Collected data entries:

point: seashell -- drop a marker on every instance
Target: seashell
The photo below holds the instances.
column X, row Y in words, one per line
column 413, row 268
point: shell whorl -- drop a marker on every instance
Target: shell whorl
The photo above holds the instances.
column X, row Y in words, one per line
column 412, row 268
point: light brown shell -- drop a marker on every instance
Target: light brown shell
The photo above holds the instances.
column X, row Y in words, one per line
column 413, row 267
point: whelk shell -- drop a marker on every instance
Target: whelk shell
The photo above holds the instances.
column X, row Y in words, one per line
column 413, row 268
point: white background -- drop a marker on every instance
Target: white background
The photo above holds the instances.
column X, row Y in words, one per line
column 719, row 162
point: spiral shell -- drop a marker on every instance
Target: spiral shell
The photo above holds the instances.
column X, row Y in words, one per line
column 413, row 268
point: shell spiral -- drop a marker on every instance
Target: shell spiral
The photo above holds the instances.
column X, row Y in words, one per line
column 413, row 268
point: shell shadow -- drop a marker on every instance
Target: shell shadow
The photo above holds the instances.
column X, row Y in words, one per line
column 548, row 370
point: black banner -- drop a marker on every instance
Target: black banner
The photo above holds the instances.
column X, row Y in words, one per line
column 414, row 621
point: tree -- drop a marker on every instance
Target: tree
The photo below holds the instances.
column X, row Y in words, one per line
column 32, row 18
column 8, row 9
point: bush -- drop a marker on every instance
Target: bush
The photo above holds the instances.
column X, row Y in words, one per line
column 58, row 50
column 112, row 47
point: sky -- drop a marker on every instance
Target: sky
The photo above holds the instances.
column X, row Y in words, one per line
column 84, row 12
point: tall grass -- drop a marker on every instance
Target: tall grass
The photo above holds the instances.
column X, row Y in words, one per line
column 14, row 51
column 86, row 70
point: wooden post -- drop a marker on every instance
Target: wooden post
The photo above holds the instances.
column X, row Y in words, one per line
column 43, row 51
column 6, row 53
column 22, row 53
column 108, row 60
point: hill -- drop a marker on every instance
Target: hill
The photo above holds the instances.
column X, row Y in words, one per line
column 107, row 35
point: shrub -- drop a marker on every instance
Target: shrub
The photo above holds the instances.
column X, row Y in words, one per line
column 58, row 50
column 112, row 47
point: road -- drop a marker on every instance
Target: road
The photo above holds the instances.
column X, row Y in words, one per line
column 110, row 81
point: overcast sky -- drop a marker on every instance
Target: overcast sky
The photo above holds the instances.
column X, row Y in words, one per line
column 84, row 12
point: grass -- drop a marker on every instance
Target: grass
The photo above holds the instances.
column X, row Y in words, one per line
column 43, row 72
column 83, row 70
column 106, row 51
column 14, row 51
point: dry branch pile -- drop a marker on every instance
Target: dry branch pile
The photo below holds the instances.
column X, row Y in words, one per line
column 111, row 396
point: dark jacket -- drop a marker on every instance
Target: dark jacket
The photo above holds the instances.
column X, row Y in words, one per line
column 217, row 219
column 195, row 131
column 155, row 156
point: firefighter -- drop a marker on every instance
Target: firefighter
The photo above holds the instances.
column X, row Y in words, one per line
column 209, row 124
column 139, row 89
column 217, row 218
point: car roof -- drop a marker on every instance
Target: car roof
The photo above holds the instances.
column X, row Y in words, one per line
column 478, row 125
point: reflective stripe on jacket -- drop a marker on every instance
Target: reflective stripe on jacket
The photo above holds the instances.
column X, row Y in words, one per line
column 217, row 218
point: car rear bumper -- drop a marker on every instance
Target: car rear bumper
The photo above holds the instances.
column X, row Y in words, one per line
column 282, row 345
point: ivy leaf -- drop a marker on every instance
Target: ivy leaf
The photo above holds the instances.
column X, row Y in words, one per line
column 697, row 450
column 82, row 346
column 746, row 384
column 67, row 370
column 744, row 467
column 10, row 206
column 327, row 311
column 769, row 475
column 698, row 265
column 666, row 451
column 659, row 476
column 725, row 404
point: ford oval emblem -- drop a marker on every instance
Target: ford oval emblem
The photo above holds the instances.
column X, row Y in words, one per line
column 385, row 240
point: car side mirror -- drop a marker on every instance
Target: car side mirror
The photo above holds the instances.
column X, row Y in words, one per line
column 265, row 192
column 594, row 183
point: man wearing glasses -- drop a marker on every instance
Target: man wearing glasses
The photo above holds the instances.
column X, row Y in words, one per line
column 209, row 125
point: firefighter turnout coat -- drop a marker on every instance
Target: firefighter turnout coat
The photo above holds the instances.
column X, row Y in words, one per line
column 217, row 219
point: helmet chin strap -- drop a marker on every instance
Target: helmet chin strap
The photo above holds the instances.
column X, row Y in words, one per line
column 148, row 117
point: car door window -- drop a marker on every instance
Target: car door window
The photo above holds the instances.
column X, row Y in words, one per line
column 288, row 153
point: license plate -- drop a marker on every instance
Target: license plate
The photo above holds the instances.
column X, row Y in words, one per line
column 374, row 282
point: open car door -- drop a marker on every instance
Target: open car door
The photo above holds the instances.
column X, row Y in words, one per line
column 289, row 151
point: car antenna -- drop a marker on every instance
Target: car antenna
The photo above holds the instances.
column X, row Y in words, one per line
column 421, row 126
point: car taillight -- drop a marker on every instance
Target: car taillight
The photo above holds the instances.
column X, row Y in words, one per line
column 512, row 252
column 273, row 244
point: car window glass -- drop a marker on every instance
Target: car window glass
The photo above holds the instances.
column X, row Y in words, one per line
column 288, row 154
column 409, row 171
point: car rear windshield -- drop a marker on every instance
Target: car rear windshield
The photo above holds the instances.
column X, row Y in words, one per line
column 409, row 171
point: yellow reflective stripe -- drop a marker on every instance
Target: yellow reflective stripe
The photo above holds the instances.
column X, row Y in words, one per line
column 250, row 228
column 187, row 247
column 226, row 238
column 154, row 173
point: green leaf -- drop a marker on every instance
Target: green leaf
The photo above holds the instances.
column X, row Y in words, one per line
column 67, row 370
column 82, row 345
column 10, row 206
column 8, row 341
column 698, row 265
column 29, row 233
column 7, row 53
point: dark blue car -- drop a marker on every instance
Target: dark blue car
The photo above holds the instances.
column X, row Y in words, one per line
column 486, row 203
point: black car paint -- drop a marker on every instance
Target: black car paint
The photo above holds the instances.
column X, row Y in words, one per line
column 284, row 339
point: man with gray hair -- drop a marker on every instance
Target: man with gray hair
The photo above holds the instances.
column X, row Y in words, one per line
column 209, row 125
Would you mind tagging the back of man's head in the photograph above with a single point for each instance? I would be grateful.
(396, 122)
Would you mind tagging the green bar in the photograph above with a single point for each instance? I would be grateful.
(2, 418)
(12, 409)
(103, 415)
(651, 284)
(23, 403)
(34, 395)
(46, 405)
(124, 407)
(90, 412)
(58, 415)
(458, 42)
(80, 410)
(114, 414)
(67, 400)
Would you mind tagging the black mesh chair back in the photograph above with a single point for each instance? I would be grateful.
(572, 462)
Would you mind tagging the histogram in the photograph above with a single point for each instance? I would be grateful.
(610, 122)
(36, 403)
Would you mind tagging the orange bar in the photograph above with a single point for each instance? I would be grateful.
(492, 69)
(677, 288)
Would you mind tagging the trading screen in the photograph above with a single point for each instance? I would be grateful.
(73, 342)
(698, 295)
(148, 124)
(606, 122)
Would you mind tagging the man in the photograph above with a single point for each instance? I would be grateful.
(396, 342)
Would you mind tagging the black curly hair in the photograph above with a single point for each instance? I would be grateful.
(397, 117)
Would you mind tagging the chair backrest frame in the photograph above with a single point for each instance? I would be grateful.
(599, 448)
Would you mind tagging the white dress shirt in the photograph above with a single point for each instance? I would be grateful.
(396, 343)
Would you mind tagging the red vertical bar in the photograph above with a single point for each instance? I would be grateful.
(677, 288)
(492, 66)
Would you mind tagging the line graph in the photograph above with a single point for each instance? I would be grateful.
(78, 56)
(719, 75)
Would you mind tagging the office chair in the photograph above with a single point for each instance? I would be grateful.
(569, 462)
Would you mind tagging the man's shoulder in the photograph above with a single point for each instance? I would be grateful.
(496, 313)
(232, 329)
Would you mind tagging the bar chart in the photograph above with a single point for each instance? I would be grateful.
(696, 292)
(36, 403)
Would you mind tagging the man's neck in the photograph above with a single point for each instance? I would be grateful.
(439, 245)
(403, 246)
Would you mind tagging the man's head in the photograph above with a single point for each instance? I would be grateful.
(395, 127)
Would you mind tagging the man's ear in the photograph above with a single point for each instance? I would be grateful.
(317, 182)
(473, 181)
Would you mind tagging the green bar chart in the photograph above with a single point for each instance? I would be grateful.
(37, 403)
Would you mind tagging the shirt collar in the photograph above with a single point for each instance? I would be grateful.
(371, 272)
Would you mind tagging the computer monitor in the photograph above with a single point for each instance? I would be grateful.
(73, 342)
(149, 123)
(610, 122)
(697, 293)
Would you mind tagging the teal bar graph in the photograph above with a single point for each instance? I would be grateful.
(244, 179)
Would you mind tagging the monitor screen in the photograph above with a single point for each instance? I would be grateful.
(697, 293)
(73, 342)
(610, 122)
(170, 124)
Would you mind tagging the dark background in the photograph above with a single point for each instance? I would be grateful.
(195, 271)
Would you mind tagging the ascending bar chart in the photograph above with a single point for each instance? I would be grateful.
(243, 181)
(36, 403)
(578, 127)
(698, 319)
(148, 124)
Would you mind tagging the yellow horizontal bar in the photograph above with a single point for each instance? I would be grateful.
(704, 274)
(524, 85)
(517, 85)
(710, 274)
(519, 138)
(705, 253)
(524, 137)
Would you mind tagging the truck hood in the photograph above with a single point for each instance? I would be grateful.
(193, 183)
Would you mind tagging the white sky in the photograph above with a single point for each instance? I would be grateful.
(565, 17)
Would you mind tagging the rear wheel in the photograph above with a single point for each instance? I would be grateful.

• Task goal:
Rewrite the stretch of records from the line containing "point: car side" through the line containing "column 421, row 126", swapping "car" for "vehicle" and leaving everything else unchanged.

• Problem solution:
point: vehicle side mirror -- drop a marker on every instance
Target: vehicle side mirror
The photo above holds the instances.
column X, row Y in words, one per line
column 265, row 192
column 594, row 183
point: man wearing glasses -- drop a marker on every instance
Target: man wearing glasses
The photo above holds the instances.
column X, row Y in words, one per line
column 209, row 125
point: firefighter turnout coat -- drop a marker on every instance
Target: firefighter turnout coat
The photo above holds the instances.
column X, row Y in words, one per line
column 217, row 219
point: helmet chin strap -- drop a marker on every instance
Target: helmet chin strap
The photo above holds the instances.
column X, row Y in words, one per line
column 148, row 117
point: vehicle door window -- drop a marker on every instance
Target: vehicle door window
The photo above holds the instances.
column X, row Y in words, one per line
column 288, row 153
point: license plate -- drop a marker on every instance
Target: license plate
The photo above holds the instances.
column X, row Y in words, one per line
column 374, row 282
point: open vehicle door -- drop a marker on every instance
Target: open vehicle door
The photo above holds the instances.
column X, row Y in words, one per line
column 289, row 151
point: vehicle antenna -- drop a marker on every instance
Target: vehicle antenna
The photo above holds the instances.
column X, row Y in words, one per line
column 421, row 126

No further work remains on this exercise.